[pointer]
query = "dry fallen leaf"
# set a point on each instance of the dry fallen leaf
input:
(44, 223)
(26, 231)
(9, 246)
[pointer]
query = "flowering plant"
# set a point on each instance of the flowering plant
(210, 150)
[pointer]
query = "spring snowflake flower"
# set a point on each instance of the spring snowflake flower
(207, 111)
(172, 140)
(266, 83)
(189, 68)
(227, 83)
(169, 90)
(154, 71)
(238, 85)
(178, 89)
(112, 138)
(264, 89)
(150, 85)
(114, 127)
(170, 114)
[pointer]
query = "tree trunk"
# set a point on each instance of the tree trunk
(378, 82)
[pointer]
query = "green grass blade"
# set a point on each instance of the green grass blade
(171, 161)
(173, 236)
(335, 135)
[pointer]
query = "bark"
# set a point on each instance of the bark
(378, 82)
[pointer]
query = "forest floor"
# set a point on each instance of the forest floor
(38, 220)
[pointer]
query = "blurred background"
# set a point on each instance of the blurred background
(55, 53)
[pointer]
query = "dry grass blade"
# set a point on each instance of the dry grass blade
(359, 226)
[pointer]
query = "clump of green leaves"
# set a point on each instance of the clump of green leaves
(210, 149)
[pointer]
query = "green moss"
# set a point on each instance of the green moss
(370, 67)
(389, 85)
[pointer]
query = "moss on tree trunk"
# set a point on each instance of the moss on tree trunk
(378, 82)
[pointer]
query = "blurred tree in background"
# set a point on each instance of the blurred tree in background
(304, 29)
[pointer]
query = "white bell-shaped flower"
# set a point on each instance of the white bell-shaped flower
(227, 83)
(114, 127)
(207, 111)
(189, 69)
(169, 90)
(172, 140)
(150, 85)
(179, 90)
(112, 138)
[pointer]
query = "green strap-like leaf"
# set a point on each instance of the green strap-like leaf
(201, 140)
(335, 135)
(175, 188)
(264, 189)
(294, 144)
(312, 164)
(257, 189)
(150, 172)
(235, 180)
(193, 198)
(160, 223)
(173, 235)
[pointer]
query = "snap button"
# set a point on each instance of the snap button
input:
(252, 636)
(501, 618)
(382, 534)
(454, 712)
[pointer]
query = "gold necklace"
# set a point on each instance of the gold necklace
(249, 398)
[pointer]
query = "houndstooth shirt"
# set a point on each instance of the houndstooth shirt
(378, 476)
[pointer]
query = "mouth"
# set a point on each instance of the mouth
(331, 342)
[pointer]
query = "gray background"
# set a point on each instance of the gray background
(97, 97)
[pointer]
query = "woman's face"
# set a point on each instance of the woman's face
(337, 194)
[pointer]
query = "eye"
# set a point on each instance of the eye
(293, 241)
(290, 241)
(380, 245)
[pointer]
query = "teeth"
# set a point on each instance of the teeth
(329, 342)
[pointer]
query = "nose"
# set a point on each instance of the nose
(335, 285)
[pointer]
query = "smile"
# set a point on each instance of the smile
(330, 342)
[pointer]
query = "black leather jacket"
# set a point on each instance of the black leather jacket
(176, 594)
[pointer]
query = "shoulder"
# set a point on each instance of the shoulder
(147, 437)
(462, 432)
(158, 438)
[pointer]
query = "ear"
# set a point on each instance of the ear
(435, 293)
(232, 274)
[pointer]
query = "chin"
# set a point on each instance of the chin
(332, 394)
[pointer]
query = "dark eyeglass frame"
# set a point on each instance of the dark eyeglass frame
▬▬▬
== ABOUT THIS EXERCISE ==
Type out the whole listing above exactly.

== RESPONSE TO THE EXERCISE ==
[pointer]
query = "dry fallen leaf"
# set a point on each instance of the dry fallen leaf
input:
(44, 223)
(26, 231)
(9, 246)
[pointer]
query = "flowering plant"
# set a point on each instance of the flowering plant
(210, 150)
[pointer]
query = "spring snowflake flower"
# set a point on each instance of the spring snowflake flower
(207, 111)
(172, 140)
(266, 83)
(189, 68)
(227, 83)
(169, 90)
(154, 71)
(238, 85)
(178, 89)
(112, 138)
(264, 89)
(150, 85)
(114, 127)
(170, 114)
[pointer]
query = "tree trunk"
# set a point on each instance of the tree trunk
(378, 82)
[pointer]
query = "green grass blade"
# set a point on each instance of the green grass blade
(171, 161)
(173, 236)
(335, 135)
[pointer]
query = "bark"
# set a point on each instance of the bark
(378, 82)
[pointer]
query = "forest floor"
# set a point on each instance of the forest floor
(38, 220)
[pointer]
query = "blurred background"
# set a point on each instance of the blurred background
(55, 53)
[pointer]
query = "dry grass blade"
# set a point on each instance of the dry grass blade
(359, 226)
[pointer]
query = "clump of green leaves"
# set a point on each instance of the clump of green leaves
(210, 149)
[pointer]
query = "green moss"
# set a point on each instance of the green moss
(370, 67)
(389, 85)
[pointer]
query = "moss on tree trunk"
# set a point on each instance of the moss on tree trunk
(378, 82)
[pointer]
query = "blurred tree in background"
# set a point on each instance of the blurred tree in background
(304, 29)
[pointer]
query = "white bell-shaped flower"
# set a point on each instance of the white bell-shaped flower
(227, 83)
(114, 127)
(207, 111)
(189, 69)
(169, 90)
(172, 140)
(150, 85)
(179, 90)
(112, 138)
[pointer]
query = "green strap-like leaf"
# set a point on each instance of the green strap-like leaf
(201, 140)
(335, 135)
(175, 188)
(264, 189)
(294, 144)
(312, 164)
(257, 189)
(150, 172)
(235, 180)
(193, 198)
(160, 223)
(173, 235)
[pointer]
query = "snap button"
# set a point on each instance of the snap button
input:
(252, 636)
(501, 618)
(382, 534)
(454, 712)
[pointer]
query = "gold necklace"
# set a point on each instance of the gold necklace
(249, 398)
[pointer]
query = "houndstooth shirt"
# set a point on each instance of the houndstooth shirt
(378, 476)
[pointer]
query = "mouth"
# set a point on each instance of the mouth
(331, 342)
[pointer]
query = "gray background"
# set a point on each instance of the gray background
(97, 97)
[pointer]
query = "woman's face"
# set a point on each instance of the woman's face
(337, 194)
[pointer]
query = "eye"
# set a point on each instance of the eye
(293, 241)
(290, 241)
(380, 245)
[pointer]
query = "teeth"
# set a point on each instance of the teeth
(329, 342)
[pointer]
query = "nose"
# set a point on each instance of the nose
(335, 285)
[pointer]
query = "smile"
# set a point on each instance of the smile
(330, 342)
[pointer]
query = "black leather jacket"
# set a point on each instance of the black leather jacket
(176, 594)
[pointer]
query = "shoulder"
# set a point on each instance of the shoulder
(147, 437)
(462, 432)
(158, 438)
[pointer]
query = "ear"
# set a point on each instance of the ear
(435, 293)
(232, 274)
[pointer]
query = "chin"
# set a point on each instance of the chin
(332, 394)
[pointer]
query = "dark eyeglass frame"
# set a point on each instance of the dark eyeglass frame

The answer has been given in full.